LLMs tend top produce a lot of CSS, and rarely clean it up. This is a mix task and a script to analyze your css and remove some of it.
Caveat
This is AI-slop. I looked at a total of may be 10 lines of code of this. This is also why I don’t release it as an installable library: there’s already too much AI-generated code as it is.
However, I use this myself, and at works on my machine. YMMV ![]()
The README at the link (and this post) is purely human-generated by me. It’s a tool that I am using now, and others may find useful. YMMV, hic sunt dracones etc. apply.
What it does
mix task analyzes all ~H macros and .heex templates recursively to extract all possible class combinations:
- it resolves and recursively follows components, function calls, function components etc.
- it resolves function calls (looking at strings returned)
- it resolves conditionals
&&,||,if,condetc.
On each level of hierarchy it generates combinations of possible class names (because class1 class2 class3 can be matched by class1.class3) and outputs a detailed JSON of what was found.
Unresolved classes are marked as dynamic with a reason why they couldn’t be resolved, and where in the hierarchy they are (e.g. class name comes from an @assign)
As separate node script parses your app.css, extracts classes, and tries to match them against the classes produced by the mix task. And outputs the result, including all the matched classes and their locations, and all the unmatched classes, and why they were unmatched.
Optionally, you can run the script to remove all the unmatched classes from your app.css (or mark them invalid). The script cleans up empty declarations and empty @-rules resulting from removal, and also cleans up unused keyframe animations.
Does it work?
Works on my machine.
Seriously though, my side project is 5800 loc of .ex and .heex in my web directory, and 2000 loc of CSS. it removed 10% of CSS … and nothing broke.

> WHAT TO WORK ON:
Answer these questions about the CSS cleanup post:
1. Which file does the separate node script parse?
2. What share of the side project's CSS did the tool remove?
3. What reason does the post give for not releasing the tool as an installable library?

> EXTRACTED ENTRIES:

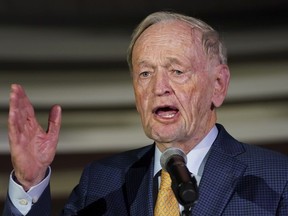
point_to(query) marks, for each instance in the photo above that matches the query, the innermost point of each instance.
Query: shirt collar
(195, 157)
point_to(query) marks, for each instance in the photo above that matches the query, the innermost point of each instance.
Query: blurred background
(73, 53)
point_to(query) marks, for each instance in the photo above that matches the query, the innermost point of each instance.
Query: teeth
(167, 114)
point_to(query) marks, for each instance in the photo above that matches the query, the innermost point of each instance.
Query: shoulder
(252, 155)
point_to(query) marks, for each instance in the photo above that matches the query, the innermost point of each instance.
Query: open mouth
(166, 111)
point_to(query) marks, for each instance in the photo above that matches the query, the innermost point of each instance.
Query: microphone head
(168, 154)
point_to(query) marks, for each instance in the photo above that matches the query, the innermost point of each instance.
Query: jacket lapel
(139, 185)
(221, 173)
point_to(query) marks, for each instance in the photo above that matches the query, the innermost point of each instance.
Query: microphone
(184, 186)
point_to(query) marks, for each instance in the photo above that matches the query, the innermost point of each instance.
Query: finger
(21, 112)
(54, 122)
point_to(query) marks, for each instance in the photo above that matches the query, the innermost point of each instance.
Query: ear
(222, 79)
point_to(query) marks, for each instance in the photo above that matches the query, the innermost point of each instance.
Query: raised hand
(32, 148)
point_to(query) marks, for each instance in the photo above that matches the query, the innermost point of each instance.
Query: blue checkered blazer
(238, 179)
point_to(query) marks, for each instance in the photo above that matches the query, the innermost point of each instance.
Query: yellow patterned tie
(166, 204)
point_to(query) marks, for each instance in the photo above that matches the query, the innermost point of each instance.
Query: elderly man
(180, 77)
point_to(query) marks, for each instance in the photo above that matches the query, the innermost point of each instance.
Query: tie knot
(165, 180)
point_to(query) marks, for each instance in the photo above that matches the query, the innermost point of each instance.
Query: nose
(161, 84)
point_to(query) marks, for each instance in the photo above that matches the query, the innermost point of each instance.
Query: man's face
(173, 84)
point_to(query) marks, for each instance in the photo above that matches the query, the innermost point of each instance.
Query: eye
(177, 72)
(144, 74)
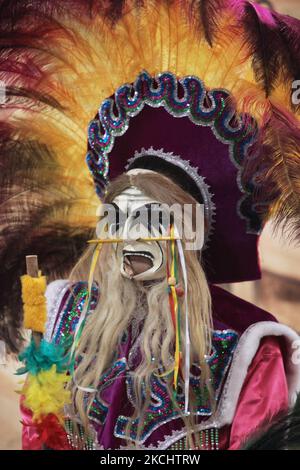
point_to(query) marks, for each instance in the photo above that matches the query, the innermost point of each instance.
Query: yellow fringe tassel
(45, 393)
(33, 295)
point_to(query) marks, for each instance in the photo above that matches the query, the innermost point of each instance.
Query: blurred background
(278, 292)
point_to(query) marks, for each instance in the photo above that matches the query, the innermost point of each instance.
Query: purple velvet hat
(195, 137)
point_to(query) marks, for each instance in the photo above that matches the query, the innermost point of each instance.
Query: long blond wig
(117, 305)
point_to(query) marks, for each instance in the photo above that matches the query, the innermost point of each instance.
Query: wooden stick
(32, 269)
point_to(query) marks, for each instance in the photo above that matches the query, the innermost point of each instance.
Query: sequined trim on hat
(163, 91)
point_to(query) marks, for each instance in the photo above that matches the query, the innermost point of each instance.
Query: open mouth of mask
(138, 259)
(137, 262)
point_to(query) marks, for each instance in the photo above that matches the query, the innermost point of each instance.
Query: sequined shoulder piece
(71, 309)
(161, 410)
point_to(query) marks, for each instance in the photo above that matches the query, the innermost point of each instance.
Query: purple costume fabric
(113, 406)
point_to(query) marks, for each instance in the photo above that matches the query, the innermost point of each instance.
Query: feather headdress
(59, 60)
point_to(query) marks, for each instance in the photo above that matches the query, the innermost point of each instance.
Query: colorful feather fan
(59, 60)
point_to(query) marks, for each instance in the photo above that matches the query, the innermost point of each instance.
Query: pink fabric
(263, 395)
(30, 438)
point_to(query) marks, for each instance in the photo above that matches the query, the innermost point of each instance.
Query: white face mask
(139, 260)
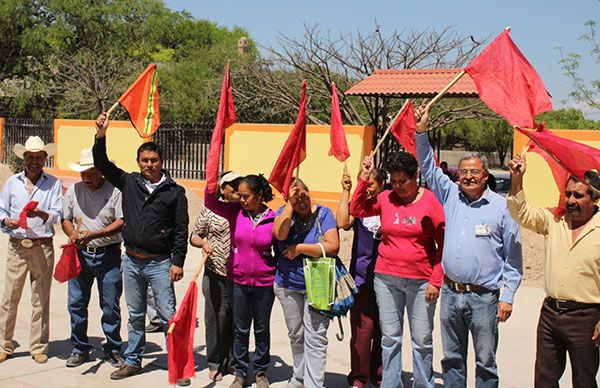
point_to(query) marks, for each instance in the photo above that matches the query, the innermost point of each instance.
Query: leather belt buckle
(561, 304)
(89, 249)
(26, 243)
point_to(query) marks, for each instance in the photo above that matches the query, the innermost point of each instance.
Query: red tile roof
(414, 83)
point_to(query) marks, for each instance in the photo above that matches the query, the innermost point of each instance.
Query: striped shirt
(214, 229)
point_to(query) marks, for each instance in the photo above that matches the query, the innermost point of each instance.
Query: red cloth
(293, 151)
(339, 146)
(404, 129)
(181, 341)
(141, 102)
(413, 235)
(560, 177)
(31, 205)
(508, 84)
(575, 157)
(68, 266)
(225, 118)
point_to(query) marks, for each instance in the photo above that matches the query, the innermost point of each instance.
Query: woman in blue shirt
(300, 227)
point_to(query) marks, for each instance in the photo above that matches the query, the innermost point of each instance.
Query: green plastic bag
(319, 277)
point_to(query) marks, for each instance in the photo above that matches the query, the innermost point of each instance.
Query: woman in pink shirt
(408, 272)
(250, 273)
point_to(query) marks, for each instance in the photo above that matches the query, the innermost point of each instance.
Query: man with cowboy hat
(30, 249)
(97, 203)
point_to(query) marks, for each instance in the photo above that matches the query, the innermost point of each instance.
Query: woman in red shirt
(408, 271)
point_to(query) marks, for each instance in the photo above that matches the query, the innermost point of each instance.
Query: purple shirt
(367, 235)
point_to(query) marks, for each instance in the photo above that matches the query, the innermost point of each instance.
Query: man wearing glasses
(482, 255)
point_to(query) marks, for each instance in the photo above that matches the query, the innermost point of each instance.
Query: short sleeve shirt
(290, 273)
(97, 209)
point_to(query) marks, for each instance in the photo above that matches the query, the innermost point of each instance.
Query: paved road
(515, 353)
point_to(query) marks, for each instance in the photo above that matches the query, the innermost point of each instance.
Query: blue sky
(537, 26)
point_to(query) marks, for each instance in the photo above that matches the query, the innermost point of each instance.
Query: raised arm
(533, 218)
(342, 217)
(440, 184)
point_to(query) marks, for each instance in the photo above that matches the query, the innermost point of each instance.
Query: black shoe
(154, 328)
(77, 359)
(125, 371)
(114, 359)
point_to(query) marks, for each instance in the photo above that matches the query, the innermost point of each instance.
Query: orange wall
(538, 182)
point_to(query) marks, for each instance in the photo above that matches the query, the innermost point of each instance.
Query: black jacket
(155, 224)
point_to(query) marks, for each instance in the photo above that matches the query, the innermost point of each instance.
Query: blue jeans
(251, 304)
(137, 275)
(393, 293)
(476, 312)
(105, 267)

> ANSWER TO THE PROBLEM:
1. The node script parses app.css.
2. It removed 10% of the CSS.
3. There is already too much AI-generated code.